## Work to be completed
Rescale the lines from the one holding "Query: coiled snake body" through the end of the items, inclusive: write out every line in that span again, with each point coordinate in the answers multiplied by 0.95 and rounded to a whole number, halves rounding up. Leave the pictures out of your answer.

## start Input rows

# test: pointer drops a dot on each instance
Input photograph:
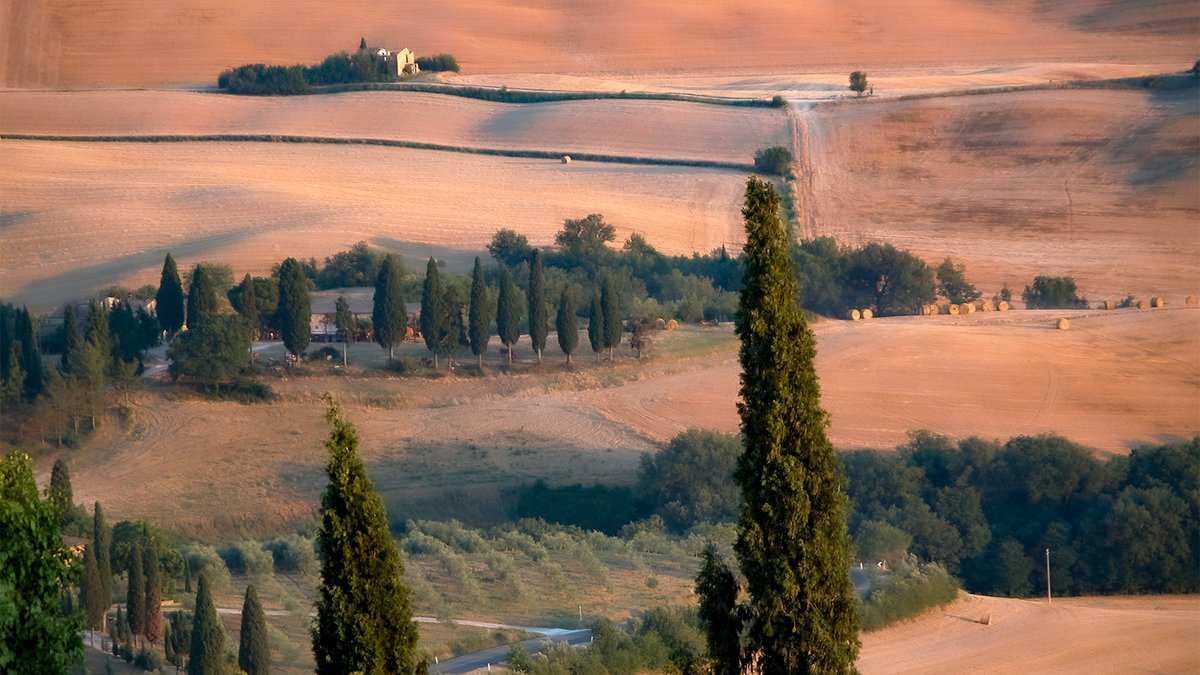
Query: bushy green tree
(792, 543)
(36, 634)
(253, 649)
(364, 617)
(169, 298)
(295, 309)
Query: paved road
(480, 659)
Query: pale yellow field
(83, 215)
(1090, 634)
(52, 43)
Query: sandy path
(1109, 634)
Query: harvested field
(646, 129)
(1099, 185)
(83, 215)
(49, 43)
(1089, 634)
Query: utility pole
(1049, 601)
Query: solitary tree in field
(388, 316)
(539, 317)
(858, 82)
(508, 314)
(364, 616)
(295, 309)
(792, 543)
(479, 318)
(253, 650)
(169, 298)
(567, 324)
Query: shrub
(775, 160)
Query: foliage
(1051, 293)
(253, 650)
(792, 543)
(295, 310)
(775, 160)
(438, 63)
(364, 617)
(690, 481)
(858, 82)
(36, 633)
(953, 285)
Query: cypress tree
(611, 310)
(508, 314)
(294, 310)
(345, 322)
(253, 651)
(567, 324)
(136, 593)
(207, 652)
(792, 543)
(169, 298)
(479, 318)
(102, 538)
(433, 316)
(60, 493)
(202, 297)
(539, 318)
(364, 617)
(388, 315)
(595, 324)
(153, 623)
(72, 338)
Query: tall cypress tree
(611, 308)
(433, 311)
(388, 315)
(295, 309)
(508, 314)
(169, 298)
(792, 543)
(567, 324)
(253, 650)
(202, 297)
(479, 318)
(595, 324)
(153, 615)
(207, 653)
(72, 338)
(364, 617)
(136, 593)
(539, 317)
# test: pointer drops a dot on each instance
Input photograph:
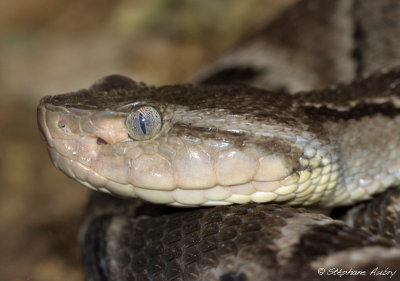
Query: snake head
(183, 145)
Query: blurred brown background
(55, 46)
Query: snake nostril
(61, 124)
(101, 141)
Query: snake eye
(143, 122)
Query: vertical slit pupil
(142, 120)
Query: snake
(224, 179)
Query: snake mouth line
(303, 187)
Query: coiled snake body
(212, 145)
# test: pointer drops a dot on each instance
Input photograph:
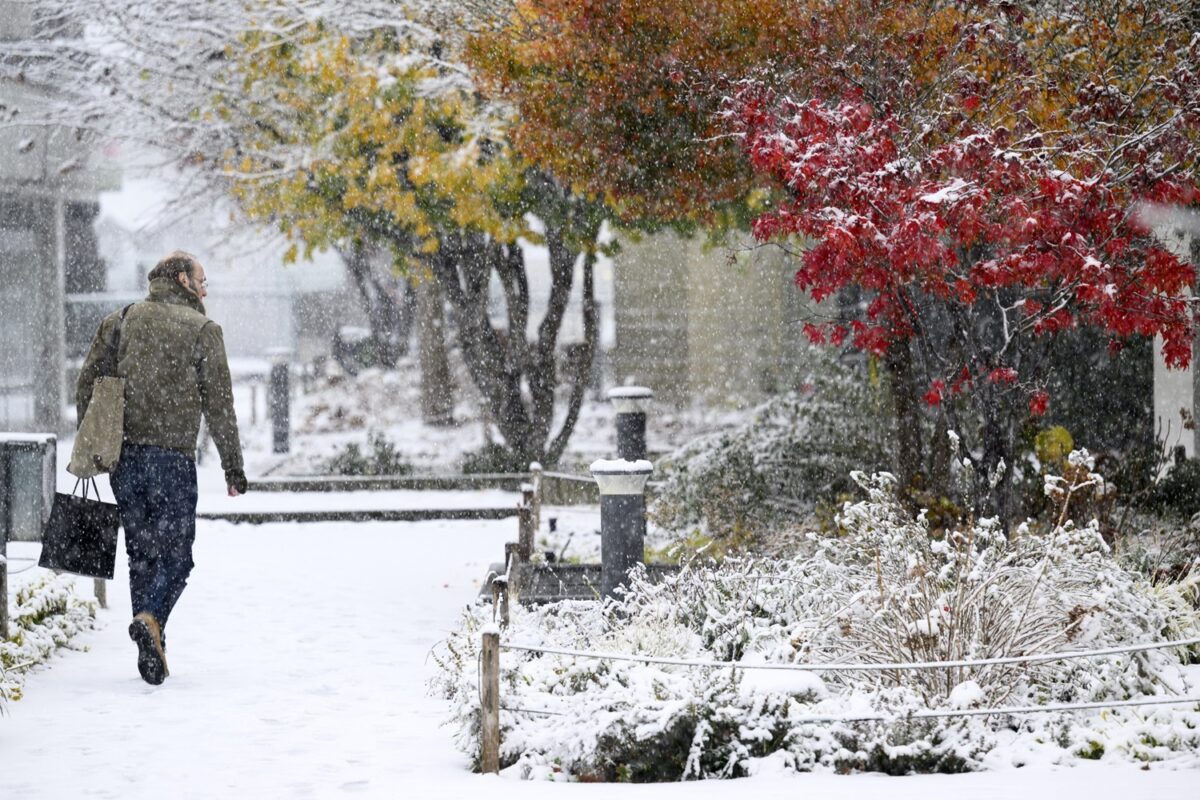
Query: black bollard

## end Input rows

## Reply to the task
Query: coiled snake body
(201, 138)
# test: pointer drops a dot on each instance
Input photograph:
Query: black bollard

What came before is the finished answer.